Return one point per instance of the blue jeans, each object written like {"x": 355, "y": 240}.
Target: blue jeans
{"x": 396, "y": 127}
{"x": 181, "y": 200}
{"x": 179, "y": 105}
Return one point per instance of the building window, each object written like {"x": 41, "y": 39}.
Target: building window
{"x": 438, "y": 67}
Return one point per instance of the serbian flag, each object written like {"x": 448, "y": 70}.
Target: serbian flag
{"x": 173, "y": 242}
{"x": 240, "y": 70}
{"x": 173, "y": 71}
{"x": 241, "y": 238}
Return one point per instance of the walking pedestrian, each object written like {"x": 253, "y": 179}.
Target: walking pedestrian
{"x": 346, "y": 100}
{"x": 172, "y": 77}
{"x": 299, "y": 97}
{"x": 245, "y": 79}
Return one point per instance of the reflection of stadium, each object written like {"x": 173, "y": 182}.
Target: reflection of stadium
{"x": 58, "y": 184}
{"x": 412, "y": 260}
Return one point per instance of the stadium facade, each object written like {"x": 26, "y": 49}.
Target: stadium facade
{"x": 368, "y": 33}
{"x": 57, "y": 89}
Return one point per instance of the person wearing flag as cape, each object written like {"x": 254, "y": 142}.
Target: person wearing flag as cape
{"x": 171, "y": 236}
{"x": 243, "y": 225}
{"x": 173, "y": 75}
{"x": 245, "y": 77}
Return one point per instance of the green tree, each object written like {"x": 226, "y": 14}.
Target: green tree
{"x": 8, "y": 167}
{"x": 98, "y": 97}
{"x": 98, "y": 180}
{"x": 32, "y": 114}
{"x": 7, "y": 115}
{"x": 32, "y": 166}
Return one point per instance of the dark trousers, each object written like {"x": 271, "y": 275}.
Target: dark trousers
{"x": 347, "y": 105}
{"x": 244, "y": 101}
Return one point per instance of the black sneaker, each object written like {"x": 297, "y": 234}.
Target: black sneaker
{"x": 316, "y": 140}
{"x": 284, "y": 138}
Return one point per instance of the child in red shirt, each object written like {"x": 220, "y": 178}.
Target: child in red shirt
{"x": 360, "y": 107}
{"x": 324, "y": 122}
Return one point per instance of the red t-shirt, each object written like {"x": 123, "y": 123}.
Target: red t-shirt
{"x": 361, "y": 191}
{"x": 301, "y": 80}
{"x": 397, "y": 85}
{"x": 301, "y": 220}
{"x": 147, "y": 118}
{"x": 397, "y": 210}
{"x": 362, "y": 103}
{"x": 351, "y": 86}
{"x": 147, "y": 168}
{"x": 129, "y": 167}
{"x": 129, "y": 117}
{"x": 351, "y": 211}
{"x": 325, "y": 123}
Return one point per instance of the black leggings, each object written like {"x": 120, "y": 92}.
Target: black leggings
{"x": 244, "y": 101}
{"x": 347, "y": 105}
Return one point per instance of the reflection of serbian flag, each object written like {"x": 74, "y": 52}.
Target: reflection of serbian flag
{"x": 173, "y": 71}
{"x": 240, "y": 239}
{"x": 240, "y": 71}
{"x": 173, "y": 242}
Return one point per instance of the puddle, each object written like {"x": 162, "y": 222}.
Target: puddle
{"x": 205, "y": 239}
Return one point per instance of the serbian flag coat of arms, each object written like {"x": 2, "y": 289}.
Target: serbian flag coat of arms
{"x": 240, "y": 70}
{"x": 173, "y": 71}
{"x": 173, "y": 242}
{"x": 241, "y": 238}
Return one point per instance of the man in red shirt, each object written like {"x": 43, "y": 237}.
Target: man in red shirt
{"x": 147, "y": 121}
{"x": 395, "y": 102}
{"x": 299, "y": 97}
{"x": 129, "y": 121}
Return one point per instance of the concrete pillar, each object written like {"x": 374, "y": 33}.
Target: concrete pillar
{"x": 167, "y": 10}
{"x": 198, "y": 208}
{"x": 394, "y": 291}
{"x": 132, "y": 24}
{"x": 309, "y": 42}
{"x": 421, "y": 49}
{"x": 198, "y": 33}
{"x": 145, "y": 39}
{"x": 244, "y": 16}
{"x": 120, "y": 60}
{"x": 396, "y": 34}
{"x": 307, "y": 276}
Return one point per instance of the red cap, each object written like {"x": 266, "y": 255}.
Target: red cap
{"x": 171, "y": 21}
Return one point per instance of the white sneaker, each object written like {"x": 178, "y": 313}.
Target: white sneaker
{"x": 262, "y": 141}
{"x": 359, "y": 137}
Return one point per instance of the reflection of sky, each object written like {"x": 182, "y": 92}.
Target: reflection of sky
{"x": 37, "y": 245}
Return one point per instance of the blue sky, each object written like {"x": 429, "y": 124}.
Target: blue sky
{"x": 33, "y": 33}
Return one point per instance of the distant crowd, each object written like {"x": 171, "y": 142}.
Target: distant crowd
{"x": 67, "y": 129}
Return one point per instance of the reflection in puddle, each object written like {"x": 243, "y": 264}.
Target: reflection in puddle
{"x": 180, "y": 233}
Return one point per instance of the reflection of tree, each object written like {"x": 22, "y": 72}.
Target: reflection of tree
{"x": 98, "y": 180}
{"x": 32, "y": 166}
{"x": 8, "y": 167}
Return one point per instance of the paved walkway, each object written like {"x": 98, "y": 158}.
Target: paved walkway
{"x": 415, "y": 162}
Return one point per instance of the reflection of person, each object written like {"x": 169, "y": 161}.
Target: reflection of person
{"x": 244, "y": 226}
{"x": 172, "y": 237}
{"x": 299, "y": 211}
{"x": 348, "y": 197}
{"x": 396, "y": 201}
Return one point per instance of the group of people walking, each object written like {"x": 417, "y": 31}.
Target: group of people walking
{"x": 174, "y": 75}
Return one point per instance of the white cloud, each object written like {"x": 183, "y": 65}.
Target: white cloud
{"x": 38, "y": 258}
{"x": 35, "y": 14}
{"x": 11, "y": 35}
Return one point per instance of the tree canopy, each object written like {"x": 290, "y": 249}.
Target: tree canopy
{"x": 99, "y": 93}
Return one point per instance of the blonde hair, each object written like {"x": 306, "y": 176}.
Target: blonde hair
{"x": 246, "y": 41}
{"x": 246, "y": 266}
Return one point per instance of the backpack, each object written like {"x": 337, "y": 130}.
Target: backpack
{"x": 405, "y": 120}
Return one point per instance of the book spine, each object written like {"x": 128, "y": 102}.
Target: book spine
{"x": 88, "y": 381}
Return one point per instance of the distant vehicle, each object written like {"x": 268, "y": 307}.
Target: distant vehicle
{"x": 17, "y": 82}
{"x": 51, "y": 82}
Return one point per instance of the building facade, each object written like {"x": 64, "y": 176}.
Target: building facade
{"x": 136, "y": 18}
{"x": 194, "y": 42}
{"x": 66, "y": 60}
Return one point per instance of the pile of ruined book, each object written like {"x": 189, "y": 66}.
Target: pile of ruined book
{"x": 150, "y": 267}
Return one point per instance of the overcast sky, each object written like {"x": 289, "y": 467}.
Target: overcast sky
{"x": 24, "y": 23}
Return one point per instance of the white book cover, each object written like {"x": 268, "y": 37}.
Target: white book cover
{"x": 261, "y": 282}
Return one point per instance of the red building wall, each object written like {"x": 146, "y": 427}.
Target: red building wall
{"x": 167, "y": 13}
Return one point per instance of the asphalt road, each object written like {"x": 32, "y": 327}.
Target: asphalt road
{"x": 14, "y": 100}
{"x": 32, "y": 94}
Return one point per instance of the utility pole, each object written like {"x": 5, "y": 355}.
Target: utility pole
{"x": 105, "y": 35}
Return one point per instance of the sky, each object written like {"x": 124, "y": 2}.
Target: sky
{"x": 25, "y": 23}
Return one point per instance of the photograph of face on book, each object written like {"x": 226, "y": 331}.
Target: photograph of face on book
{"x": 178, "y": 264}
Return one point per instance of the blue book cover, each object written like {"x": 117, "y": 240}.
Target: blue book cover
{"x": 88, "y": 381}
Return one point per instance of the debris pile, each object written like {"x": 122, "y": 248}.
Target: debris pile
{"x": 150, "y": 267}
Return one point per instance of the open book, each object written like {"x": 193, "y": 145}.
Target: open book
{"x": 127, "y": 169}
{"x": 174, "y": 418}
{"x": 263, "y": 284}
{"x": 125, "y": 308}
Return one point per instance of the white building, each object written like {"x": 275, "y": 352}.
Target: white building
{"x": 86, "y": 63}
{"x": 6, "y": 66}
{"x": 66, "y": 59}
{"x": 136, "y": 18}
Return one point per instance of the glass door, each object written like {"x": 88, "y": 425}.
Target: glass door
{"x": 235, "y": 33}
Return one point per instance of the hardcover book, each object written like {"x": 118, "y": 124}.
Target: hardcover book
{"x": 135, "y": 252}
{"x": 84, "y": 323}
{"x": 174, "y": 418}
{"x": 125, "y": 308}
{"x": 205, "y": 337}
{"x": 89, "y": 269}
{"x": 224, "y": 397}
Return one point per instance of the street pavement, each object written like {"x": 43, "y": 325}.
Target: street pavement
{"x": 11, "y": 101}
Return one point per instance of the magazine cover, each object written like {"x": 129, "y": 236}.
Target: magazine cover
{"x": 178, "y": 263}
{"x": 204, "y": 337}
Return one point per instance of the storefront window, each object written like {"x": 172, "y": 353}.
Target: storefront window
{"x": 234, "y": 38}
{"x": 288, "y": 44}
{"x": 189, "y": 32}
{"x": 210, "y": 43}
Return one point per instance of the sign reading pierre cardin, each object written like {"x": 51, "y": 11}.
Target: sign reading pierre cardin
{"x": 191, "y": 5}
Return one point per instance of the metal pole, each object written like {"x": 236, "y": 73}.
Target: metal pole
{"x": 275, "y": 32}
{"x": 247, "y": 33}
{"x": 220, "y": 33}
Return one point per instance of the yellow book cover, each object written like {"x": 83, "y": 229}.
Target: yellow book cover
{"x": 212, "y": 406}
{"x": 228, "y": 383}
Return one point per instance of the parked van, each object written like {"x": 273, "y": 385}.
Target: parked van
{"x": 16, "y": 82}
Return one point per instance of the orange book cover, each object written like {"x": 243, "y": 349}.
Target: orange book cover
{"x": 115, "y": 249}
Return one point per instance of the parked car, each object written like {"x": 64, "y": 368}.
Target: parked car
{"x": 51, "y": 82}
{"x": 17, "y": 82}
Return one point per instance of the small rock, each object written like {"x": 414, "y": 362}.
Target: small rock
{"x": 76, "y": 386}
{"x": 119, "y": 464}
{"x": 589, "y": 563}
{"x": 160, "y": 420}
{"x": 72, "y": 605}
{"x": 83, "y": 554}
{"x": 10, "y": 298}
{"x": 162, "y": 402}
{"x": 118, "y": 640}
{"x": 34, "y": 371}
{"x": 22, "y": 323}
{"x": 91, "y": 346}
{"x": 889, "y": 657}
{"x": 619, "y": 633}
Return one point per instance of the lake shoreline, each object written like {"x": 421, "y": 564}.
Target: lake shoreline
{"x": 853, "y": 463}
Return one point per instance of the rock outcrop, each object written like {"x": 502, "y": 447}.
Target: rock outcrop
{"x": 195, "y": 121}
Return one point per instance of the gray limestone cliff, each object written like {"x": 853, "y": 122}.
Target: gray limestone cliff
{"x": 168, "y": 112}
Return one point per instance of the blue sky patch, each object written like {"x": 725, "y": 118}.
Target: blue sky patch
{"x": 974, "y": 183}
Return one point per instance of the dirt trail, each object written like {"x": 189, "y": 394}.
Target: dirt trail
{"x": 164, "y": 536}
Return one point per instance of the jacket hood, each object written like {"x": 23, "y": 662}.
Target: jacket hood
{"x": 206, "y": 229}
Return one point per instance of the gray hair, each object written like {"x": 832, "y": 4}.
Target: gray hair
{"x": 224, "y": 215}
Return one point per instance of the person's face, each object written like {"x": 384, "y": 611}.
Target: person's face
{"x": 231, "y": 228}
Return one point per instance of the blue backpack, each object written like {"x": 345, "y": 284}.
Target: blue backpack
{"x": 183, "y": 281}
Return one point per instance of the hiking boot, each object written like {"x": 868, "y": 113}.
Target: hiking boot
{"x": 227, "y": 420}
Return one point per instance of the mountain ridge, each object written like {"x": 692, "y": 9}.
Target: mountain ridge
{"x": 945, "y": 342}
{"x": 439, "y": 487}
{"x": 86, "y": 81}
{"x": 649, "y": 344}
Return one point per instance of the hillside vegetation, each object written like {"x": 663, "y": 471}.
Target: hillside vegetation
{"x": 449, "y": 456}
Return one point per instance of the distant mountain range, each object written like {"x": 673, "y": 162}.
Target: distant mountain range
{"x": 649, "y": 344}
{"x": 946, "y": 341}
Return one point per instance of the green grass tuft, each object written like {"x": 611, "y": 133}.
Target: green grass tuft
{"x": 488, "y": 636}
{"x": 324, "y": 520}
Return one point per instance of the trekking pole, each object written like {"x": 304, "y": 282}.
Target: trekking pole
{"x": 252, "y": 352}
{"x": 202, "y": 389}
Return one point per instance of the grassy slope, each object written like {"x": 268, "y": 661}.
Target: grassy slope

Exercise brief> Return, unchanged, every line from the one containing "Return one point per instance of the person's" through the end of the records, both ends included.

Exercise solution>
Return one point per instance of the person's face, each object written like {"x": 384, "y": 611}.
Target: person's face
{"x": 231, "y": 228}
Return one point per instance of the blue backpack, each object written like {"x": 345, "y": 284}.
Target: blue backpack
{"x": 183, "y": 281}
Return one point per instance of the hiking boot, each object written like {"x": 868, "y": 113}.
Target: hiking boot
{"x": 227, "y": 420}
Return one point per instance of the mountain ridge, each object written like {"x": 692, "y": 9}.
Target: mountain ridge
{"x": 945, "y": 342}
{"x": 439, "y": 487}
{"x": 86, "y": 81}
{"x": 649, "y": 344}
Return one point per instance of the hillside vegetation, each object written like {"x": 663, "y": 471}.
Target: hillside vegetation
{"x": 449, "y": 456}
Return one point per instance of the distant mountain range, each object written like {"x": 673, "y": 162}.
Target: distant mountain range
{"x": 649, "y": 344}
{"x": 946, "y": 341}
Return one point per instance of the green grass tuft, each object written like {"x": 611, "y": 133}.
Target: green grass tuft
{"x": 488, "y": 636}
{"x": 324, "y": 520}
Return one point per instance of the trekking pole, each object written like {"x": 304, "y": 282}.
Target: trekking pole
{"x": 252, "y": 352}
{"x": 202, "y": 389}
Return one point per instance of the grassy slope, each object written like {"x": 268, "y": 661}.
Target: grassy slope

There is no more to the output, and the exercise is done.